**How to complete this task**: All entries are to be returned verbatim.

**Data records**:
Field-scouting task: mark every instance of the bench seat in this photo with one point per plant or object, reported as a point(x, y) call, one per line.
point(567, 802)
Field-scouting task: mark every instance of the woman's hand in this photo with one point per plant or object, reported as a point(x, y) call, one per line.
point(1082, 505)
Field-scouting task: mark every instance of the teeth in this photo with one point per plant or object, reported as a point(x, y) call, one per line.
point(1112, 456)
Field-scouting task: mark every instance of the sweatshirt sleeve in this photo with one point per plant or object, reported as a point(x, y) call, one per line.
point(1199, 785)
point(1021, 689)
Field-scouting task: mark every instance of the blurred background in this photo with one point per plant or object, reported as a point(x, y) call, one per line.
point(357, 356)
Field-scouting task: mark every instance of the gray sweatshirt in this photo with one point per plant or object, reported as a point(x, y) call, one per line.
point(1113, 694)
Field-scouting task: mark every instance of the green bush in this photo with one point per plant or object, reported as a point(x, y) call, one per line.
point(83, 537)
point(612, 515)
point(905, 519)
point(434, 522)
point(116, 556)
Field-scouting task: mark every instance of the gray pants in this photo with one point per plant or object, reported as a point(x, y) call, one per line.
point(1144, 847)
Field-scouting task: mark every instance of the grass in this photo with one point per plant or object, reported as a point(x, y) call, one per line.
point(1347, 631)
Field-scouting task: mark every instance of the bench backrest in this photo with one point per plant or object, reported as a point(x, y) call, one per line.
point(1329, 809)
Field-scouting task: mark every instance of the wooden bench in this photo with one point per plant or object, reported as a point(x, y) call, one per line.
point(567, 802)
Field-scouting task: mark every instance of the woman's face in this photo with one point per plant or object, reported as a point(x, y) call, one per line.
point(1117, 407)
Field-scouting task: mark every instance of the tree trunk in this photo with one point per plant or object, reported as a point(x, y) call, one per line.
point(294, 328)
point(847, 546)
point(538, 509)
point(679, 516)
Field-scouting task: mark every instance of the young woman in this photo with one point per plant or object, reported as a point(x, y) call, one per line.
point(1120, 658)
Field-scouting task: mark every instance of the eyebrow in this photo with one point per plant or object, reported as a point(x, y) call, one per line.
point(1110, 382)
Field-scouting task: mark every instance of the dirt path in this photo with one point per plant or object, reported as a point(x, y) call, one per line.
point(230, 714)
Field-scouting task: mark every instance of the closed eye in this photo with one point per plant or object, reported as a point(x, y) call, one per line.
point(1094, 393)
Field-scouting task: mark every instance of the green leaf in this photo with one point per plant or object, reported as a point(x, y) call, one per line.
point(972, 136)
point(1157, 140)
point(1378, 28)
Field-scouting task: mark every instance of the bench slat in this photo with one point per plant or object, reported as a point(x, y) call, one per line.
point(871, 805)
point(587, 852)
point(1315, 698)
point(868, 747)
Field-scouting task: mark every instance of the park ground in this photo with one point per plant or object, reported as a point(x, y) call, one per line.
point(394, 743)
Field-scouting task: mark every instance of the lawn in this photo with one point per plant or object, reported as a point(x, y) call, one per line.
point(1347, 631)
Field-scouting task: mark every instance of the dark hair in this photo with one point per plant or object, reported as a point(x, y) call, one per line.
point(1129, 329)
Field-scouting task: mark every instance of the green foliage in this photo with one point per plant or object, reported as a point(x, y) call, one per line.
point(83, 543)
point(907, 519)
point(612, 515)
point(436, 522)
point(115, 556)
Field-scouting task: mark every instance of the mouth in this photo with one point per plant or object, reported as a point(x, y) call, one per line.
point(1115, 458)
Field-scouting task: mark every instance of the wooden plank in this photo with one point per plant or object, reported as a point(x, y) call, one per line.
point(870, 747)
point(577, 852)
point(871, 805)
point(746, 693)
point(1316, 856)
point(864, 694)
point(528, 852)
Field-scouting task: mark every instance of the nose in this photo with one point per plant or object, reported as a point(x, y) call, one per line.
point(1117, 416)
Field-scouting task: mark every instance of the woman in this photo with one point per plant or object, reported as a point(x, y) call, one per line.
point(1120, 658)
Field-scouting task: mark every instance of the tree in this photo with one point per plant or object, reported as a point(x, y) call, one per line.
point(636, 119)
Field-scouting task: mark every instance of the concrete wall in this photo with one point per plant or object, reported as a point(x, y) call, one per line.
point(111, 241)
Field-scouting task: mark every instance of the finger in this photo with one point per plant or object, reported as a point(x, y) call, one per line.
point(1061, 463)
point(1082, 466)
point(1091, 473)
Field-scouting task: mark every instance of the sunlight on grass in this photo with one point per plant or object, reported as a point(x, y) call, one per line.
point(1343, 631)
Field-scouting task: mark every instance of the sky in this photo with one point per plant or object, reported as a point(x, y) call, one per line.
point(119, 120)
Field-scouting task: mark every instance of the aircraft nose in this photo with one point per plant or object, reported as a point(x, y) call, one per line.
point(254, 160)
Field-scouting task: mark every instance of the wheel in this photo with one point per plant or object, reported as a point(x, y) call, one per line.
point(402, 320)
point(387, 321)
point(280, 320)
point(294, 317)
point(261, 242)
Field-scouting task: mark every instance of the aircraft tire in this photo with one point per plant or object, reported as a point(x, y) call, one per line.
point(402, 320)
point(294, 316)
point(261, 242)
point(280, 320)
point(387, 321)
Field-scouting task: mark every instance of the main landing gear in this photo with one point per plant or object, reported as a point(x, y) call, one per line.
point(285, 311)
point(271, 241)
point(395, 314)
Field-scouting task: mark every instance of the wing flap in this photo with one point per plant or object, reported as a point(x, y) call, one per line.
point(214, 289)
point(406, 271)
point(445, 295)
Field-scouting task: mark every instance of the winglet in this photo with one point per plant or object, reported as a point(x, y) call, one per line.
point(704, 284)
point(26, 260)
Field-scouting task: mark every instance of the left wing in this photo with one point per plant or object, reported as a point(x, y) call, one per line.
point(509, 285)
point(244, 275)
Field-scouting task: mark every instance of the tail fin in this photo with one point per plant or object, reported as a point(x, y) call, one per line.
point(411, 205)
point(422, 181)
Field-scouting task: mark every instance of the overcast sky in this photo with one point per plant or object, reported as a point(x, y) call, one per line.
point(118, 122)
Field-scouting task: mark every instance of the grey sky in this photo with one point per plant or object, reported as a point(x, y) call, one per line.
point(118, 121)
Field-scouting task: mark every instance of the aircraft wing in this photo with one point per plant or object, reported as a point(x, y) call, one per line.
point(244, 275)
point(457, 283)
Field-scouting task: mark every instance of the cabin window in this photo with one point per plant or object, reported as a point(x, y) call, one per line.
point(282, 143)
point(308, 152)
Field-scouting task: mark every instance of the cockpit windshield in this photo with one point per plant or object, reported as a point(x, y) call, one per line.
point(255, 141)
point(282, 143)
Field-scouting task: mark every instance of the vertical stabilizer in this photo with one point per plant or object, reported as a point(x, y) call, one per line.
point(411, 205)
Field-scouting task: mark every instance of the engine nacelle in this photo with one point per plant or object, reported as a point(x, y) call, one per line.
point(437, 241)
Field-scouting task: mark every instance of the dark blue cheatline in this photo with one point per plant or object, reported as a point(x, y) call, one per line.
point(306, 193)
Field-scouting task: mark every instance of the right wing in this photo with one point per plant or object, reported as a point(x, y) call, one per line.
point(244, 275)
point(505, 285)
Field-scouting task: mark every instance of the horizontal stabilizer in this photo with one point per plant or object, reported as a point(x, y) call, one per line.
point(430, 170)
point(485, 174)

**Reply to the exercise**:
Field-scouting task: mark every instance of the bench seat in this photo with one point per plant or object, reported as a point(x, y) call, one per line.
point(567, 802)
Field-scouting task: mark every instance of the woman's hand in this photo with one point per plant or object, reported as a point(x, y) call, one per line.
point(1082, 505)
Field-scouting task: mark every instance of the teeth in this photo with one point per plant or object, reported as a point(x, y) call, one per line.
point(1112, 456)
Field-scouting task: mark every instance of the sweatshirt sleeve in this photo with one point per plant or object, reported as a point(x, y) call, one per line.
point(1199, 785)
point(1021, 689)
Field-scouting task: mark every instance of the blurred background in this photo with one point per plant or object, reported as a point(x, y) call, one per line.
point(357, 356)
Field-scouting task: mark every instance of the gray sweatshirt in this photo with one point per plant or object, reported as a point(x, y) call, one per line.
point(1113, 694)
Field-scouting task: mark every instance of the green bush in this photo with one point per plant or object, reported as a point(x, y) call, one per line.
point(83, 537)
point(612, 515)
point(905, 519)
point(434, 522)
point(116, 556)
Field-scouting task: mark every instance of the gray pants in this photo with one point per plant or object, reported as a point(x, y) call, one per line.
point(1144, 847)
Field-scouting task: mark every instance of the grass in this photo with one point per plant or object, reported as a point(x, y) call, one per line.
point(1347, 631)
Field-scouting task: mark every instance of the bench backrest in this photo with one point per plant or object, reported as a point(x, y) call, one per line.
point(1329, 809)
Field-scouting task: mark every instance of the wooden bench in this photo with one point per plant or object, reported as a point(x, y) call, one per line.
point(567, 802)
Field-scouting task: mark every instance of the woman's face in this photo with one point per plant or object, reported as a point(x, y) call, one per line.
point(1117, 407)
Field-scouting task: mark every instance of the tree trunk in this photo with one point per plant or object, reported as a point(x, y) call, one per line.
point(294, 328)
point(847, 546)
point(538, 509)
point(679, 516)
Field-scouting task: mark every instance of the young woman in this photo with one point per plant or object, reported as a point(x, y) call, one per line.
point(1120, 658)
Field-scouting task: mark every instance of the eyebrow in this photo with one point per plant or object, reported as a point(x, y) call, one per line.
point(1110, 382)
Field-scouting task: mark every instance of the dirt path in this photo with one point per plant or object, reported as a point(x, y) call, one per line.
point(230, 714)
Field-scouting task: mark every instance of the closed eye in this photo with one point per plant or object, reported as a point(x, y) call, one per line.
point(1094, 393)
Field-scouting task: mark every instance of the green leaf in this photo with one point per plant or object, reported as a point(x, y) call, one per line.
point(972, 136)
point(1157, 140)
point(1378, 28)
Field-scouting task: mark every instance of the bench slat in this photo with one point per plant or object, reported as a point(x, y) call, one per line.
point(871, 805)
point(587, 852)
point(1315, 698)
point(868, 747)
Field-scouting task: mark every instance of the park ground in this photo with one point per plant or object, reported as a point(x, y) call, one per line.
point(394, 743)
Field-scouting task: mark every instance of the lawn in this photo with one point per plant or object, reported as a point(x, y) call, one per line.
point(1347, 631)
Field-scouting task: mark every instance of the dark hair in this photo with one point per plant or object, reported as a point(x, y) call, one per line.
point(1129, 329)
Field-scouting task: mark every instance of the green foliage in this photo with one point per plant or object, reported as a point(x, y) call, one per line.
point(83, 543)
point(907, 519)
point(612, 515)
point(436, 522)
point(115, 556)
Field-scouting task: mark every instance of the mouth in this photo with one point per plant or object, reported as a point(x, y) call, one per line.
point(1115, 458)
Field-scouting task: mark every instance of the wooden plank in this photo with one point per plant or object, reported as a point(x, y) call, one per line.
point(870, 747)
point(577, 852)
point(871, 805)
point(746, 693)
point(1316, 856)
point(864, 694)
point(528, 852)
Field-scouting task: mark every instance of the nose in this photo with one point per plant or object, reported as a point(x, y) call, one per line.
point(1117, 416)
Field-scouting task: mark every instance of the woman in this photo with one point per plant or object, reported as a point(x, y) call, one per line.
point(1120, 658)
Field-scouting task: mark every instance of the tree in this photo with one point per plant or object, reported as a point(x, y) call, one per line.
point(636, 119)
Field-scouting task: mark every instance of the concrete wall in this photo with one point per plant or object, reported as a point(x, y) call, one per line.
point(111, 241)
Field-scouting task: mark every instance of the finger in this photo with one point per plant or object, reported as a point(x, y) call, one per line.
point(1061, 463)
point(1082, 466)
point(1091, 473)
Field-scouting task: mark every instance of the sunlight on grass in this photo with one point per plant or object, reported as a point(x, y) call, one per line.
point(1343, 631)
Field-scouting task: mark every instance of the sky in this photo with one point per plant or object, reported as a point(x, y) call, one per line.
point(119, 120)
Field-scouting task: mark every instance of the aircraft nose in this photo with one point per plant or object, reported as a point(x, y) call, one per line.
point(254, 160)
Field-scouting task: mark every instance of the wheel in this photo with one point per plant or object, reported as a point(x, y) call, one per line.
point(402, 320)
point(387, 321)
point(280, 320)
point(294, 317)
point(261, 242)
Field-scouting task: mark every instance of the aircraft tire in this photo with one point per plant or object, reported as a point(x, y) call, one per line.
point(402, 320)
point(294, 316)
point(261, 242)
point(280, 320)
point(387, 321)
Field-scouting task: mark every instance of the main landing gear in this photo with one point per plant or object, reported as a point(x, y) call, one per line.
point(285, 311)
point(271, 241)
point(395, 314)
Field-scouting task: mark every instance of the wing flap in this photo with one point per plant or object, reported as a point(x, y) call, one per line.
point(214, 289)
point(406, 271)
point(445, 295)
Field-scouting task: mark every instance of the winglet in this photo with one point per plant or object, reported as a point(x, y) call, one per line.
point(704, 284)
point(26, 260)
Field-scouting task: mark every instance of the left wing in this photo with one point per plant or object, reported as a point(x, y) call, one per line.
point(509, 285)
point(244, 275)
Field-scouting task: mark every instance of the tail fin in this photo with one point per plant or object, reported as a point(x, y) call, one per line.
point(411, 205)
point(422, 181)
Field-scouting task: mark every instance of the overcast sky in this photo with one point per plant or object, reported as a point(x, y) call, one per line.
point(118, 122)
Field-scouting task: mark every instance of the grey sky in this photo with one point per plant or object, reported as a point(x, y) call, one per line.
point(118, 121)
Field-scouting task: mark every instance of the aircraft wing in this photo with one point per plant or object, reported as a point(x, y) call, one per line.
point(244, 275)
point(457, 283)
Field-scouting task: mark every instance of the cabin window in this photo with one point per plant or object, reported as a point(x, y) call, one per line.
point(282, 143)
point(308, 152)
Field-scouting task: mark every instance of the cockpit windshield in this photo with one point per plant or object, reported as a point(x, y) call, one per line.
point(255, 141)
point(282, 143)
Field-scouting task: mark every instance of the vertical stabilizer in this photo with one point per plant or object, reported as a point(x, y) call, one per line.
point(411, 205)
Field-scouting task: mark every instance of the engine nacelle in this photo with one point per plant or object, reported as a point(x, y) call, one per line.
point(437, 241)
Field-scouting task: mark every instance of the dark blue cheatline in this photo with one point per plant or object, reported as a point(x, y) call, one per line.
point(306, 193)
Field-scouting task: mark every instance of the right wing in this photo with one point per plant or object, reported as a point(x, y) call, one per line.
point(244, 275)
point(505, 285)
Field-scouting task: mark every instance of the horizontal stabilizer in this photo with one point per plant or object, reported as a point(x, y) call, one per line.
point(430, 170)
point(485, 174)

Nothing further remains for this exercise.